(Outline annotation records)
START
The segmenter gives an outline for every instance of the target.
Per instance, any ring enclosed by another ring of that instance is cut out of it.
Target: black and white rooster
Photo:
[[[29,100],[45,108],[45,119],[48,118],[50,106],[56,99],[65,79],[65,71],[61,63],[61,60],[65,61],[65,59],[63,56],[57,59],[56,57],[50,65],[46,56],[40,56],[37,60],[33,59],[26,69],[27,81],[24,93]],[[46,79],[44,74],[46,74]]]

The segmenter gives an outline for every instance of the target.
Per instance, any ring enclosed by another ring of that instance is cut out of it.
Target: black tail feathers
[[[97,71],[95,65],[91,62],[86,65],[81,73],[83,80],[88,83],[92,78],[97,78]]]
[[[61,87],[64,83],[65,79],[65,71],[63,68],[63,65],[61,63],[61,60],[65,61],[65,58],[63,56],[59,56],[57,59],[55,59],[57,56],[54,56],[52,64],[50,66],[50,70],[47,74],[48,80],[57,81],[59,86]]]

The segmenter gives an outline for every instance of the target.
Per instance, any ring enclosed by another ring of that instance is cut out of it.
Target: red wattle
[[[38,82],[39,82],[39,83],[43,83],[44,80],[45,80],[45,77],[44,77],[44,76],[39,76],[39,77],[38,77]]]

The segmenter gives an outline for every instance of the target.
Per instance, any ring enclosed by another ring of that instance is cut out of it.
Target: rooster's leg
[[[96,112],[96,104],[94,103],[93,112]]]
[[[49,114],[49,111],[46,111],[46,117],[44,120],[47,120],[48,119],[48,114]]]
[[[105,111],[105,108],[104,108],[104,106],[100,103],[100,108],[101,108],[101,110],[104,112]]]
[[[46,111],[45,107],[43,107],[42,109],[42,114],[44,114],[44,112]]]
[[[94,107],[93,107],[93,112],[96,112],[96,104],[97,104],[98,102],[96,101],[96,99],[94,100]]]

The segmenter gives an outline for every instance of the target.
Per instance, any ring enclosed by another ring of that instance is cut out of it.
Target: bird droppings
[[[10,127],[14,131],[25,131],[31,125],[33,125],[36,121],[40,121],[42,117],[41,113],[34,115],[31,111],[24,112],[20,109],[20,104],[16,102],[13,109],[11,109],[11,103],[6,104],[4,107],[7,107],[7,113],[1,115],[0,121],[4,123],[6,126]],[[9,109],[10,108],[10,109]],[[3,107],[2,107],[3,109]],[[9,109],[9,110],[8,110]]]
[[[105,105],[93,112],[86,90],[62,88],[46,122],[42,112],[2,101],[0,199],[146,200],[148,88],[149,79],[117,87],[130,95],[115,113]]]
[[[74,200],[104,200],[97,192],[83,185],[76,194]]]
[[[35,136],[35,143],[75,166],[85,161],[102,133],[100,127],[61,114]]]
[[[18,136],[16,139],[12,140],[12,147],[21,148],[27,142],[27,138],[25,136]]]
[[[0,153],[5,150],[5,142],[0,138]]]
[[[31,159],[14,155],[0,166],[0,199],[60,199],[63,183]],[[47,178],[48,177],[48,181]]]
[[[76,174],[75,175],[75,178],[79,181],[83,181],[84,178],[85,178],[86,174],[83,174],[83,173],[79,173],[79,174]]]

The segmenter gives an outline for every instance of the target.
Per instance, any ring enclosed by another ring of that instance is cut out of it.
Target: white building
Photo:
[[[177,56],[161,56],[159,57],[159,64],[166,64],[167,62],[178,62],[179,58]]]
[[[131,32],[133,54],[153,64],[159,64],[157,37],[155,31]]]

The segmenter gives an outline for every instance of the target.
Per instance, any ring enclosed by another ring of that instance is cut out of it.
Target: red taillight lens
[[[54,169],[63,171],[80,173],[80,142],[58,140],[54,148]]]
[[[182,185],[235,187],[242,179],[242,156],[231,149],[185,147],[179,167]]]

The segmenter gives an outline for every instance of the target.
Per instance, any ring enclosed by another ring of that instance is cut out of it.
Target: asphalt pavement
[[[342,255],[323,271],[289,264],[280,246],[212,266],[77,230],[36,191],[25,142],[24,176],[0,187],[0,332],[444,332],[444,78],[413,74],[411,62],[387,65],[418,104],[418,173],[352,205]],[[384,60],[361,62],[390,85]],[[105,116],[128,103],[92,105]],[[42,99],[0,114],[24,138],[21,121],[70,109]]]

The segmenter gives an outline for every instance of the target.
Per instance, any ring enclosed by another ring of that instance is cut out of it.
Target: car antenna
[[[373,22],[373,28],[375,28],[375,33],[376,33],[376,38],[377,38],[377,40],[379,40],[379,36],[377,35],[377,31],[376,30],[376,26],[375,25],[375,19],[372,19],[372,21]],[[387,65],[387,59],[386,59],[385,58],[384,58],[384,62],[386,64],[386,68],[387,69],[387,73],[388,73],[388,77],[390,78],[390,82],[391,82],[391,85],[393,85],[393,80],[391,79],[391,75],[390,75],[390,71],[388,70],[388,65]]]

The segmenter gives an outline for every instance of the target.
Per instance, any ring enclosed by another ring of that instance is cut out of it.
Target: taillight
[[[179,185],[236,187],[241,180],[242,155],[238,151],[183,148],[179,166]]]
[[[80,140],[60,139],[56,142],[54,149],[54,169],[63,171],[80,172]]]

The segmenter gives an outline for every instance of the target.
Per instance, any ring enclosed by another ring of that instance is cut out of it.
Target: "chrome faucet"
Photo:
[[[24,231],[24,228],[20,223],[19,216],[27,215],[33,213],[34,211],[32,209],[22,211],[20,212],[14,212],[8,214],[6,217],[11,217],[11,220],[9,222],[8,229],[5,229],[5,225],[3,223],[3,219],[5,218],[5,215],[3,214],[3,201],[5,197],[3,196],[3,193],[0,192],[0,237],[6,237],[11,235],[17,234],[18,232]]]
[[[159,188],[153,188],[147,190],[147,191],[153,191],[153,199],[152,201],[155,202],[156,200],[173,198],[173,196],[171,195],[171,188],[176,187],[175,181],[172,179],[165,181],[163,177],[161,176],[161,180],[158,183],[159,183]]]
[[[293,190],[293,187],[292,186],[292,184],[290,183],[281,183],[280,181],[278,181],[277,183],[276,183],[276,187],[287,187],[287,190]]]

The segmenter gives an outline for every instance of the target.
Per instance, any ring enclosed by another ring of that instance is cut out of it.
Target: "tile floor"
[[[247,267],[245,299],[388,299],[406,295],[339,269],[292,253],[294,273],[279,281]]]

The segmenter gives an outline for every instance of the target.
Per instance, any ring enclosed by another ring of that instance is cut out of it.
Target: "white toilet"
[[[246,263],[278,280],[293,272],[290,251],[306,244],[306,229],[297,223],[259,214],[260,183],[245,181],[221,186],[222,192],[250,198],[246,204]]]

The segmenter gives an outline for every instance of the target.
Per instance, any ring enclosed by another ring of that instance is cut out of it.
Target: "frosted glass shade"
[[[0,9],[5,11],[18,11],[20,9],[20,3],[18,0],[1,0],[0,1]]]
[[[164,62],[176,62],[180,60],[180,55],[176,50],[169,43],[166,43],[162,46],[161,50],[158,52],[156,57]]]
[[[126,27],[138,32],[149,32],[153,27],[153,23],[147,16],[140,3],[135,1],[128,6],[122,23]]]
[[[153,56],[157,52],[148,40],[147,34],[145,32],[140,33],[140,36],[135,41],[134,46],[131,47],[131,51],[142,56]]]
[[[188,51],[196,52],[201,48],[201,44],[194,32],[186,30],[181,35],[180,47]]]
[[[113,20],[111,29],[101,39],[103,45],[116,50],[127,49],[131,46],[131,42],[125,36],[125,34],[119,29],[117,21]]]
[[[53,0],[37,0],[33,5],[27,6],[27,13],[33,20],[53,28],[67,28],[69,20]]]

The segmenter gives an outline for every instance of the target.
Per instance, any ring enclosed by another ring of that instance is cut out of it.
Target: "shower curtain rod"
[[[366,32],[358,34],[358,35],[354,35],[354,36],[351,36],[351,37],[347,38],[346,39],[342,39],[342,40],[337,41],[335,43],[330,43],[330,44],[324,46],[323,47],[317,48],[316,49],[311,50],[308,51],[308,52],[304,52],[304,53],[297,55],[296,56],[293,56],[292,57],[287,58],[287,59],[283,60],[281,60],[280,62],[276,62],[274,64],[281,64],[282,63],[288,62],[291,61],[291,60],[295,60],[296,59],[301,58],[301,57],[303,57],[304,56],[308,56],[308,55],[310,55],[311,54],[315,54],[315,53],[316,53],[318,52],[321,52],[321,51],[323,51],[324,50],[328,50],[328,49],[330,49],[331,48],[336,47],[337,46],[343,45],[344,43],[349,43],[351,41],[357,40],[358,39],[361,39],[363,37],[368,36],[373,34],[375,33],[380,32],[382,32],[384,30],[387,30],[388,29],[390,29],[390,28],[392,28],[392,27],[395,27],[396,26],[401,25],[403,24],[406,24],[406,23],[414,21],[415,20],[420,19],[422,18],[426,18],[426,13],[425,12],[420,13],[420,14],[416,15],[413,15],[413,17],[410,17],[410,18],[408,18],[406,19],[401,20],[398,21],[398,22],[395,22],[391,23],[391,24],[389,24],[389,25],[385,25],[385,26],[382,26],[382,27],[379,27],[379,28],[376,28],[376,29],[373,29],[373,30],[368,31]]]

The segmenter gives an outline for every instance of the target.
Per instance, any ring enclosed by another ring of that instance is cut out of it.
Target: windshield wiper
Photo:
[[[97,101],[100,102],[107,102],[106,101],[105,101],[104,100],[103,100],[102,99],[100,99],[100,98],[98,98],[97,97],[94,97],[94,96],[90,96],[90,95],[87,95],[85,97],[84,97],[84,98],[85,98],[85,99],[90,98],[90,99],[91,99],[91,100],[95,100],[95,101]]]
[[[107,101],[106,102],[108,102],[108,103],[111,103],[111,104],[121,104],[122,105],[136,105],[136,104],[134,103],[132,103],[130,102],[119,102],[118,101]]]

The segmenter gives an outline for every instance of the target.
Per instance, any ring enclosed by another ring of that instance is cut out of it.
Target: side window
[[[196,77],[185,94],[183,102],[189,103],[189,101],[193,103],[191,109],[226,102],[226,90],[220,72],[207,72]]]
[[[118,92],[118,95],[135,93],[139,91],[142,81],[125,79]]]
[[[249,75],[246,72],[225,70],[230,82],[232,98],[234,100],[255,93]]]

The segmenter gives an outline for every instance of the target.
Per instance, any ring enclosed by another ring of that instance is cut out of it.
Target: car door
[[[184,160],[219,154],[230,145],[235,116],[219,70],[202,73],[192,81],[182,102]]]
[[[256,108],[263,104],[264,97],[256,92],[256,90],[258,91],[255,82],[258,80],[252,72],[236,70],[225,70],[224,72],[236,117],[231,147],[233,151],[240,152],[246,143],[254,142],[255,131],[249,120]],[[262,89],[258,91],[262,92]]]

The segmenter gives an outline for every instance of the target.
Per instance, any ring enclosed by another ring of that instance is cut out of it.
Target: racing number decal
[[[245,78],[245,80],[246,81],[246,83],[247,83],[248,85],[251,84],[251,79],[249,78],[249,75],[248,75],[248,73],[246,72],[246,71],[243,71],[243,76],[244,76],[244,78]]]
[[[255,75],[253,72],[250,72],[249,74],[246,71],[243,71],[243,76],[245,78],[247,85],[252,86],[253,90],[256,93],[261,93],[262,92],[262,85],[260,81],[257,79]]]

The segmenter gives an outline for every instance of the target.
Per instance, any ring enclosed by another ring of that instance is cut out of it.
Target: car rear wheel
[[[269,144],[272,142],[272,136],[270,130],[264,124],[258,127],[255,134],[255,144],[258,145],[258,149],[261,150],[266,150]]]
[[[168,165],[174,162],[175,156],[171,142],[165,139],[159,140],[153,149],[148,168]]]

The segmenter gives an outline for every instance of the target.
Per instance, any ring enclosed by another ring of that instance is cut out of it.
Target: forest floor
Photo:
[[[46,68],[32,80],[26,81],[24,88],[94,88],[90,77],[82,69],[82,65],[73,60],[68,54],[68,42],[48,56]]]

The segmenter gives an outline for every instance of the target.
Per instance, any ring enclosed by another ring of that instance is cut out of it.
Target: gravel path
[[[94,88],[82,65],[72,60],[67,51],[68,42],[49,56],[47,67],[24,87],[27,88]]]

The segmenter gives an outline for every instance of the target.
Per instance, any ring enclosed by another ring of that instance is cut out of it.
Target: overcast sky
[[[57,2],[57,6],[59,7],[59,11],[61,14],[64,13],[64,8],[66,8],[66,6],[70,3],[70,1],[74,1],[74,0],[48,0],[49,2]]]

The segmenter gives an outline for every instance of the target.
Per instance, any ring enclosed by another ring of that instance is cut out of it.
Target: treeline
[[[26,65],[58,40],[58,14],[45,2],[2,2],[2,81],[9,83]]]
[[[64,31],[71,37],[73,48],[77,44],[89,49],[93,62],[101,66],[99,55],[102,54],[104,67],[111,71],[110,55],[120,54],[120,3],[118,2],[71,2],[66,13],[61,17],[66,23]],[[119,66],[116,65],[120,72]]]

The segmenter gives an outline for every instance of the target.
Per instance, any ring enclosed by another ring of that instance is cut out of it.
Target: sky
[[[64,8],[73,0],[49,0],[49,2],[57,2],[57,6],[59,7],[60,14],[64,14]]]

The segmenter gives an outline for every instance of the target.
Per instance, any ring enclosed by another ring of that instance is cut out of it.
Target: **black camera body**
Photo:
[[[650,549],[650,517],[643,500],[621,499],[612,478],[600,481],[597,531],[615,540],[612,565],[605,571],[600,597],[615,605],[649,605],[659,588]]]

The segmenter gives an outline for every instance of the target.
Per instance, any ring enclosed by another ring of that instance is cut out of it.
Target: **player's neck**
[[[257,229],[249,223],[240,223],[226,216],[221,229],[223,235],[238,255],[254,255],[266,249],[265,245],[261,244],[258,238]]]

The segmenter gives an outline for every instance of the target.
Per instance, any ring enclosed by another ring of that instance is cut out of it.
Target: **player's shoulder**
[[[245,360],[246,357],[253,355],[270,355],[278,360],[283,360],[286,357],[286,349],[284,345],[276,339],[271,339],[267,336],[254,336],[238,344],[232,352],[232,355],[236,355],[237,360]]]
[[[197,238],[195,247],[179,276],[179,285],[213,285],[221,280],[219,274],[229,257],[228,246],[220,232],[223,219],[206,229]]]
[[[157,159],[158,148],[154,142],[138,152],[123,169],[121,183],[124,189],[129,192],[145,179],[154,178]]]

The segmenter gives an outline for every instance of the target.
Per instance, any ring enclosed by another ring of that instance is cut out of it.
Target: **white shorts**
END
Aim.
Identify every line of the material that contains the string "taillight", treating uppercase and lowercase as different, and copy each of those lines.

Reply to the task.
Target: red taillight lens
Target: taillight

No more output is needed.